## HOW TO COMPLETE THIS TASK
Count the lines in the data below that contain the string "clicks". Report only the count.

Excerpts from a dataset:
========================================================================

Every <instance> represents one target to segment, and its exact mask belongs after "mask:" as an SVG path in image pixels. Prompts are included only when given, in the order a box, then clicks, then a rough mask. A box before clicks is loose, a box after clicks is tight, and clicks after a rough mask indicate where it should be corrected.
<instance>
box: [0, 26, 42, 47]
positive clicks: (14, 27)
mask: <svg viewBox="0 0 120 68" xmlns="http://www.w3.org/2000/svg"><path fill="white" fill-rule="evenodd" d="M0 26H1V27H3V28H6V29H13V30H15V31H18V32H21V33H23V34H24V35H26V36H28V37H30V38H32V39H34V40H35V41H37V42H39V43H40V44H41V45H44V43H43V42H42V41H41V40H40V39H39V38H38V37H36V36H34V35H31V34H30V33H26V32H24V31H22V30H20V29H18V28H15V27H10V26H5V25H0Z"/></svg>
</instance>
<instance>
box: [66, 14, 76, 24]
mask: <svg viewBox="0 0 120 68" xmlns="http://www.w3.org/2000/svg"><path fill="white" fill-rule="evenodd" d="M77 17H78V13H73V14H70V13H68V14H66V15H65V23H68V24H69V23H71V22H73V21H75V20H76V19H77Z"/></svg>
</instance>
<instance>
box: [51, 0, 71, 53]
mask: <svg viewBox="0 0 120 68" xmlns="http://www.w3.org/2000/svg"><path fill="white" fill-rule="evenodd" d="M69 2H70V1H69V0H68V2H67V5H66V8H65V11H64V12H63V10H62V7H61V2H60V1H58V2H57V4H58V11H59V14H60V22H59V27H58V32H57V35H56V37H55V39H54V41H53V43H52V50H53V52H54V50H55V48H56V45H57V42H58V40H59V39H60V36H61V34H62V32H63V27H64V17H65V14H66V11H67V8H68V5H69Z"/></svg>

========================================================================

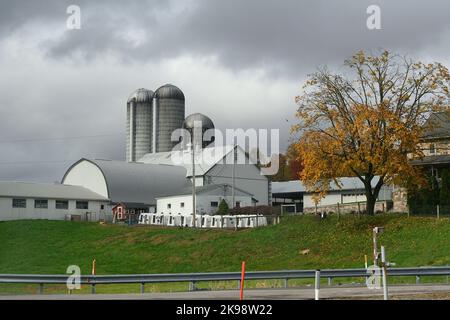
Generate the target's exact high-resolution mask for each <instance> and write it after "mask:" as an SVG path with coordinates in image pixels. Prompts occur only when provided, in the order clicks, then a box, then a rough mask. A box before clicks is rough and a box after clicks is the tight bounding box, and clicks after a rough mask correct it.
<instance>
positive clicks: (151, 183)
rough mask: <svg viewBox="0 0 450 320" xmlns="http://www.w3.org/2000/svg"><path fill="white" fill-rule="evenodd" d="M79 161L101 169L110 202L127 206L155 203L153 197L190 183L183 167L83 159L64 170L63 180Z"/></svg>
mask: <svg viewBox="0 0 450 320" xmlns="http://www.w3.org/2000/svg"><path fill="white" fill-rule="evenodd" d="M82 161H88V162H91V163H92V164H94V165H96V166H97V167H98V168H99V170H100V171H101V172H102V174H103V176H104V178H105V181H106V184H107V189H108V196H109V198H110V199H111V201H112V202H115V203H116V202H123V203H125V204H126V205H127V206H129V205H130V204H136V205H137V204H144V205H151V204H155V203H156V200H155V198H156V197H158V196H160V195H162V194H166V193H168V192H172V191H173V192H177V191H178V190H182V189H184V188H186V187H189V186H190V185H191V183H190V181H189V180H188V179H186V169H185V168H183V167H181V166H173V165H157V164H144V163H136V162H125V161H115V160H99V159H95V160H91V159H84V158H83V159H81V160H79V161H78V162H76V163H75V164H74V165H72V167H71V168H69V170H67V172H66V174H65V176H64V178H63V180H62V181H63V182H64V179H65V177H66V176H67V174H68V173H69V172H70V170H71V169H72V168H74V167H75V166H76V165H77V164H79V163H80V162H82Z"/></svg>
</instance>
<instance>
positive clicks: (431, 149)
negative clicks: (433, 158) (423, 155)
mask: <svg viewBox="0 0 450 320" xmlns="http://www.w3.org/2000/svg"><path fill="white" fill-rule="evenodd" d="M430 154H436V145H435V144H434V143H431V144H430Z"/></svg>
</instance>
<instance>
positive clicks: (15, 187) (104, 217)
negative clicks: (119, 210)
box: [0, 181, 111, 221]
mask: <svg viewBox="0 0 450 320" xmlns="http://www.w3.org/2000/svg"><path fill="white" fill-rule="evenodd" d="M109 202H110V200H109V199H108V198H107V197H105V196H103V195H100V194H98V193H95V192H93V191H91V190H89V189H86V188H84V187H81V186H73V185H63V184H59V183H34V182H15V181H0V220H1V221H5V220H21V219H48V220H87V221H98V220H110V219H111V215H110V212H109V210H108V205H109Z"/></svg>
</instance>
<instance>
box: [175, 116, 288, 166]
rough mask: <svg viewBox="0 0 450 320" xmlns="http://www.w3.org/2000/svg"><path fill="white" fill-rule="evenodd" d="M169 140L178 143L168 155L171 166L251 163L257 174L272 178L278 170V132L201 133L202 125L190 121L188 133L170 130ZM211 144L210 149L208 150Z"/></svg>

========================================================================

## TASK OUTPUT
8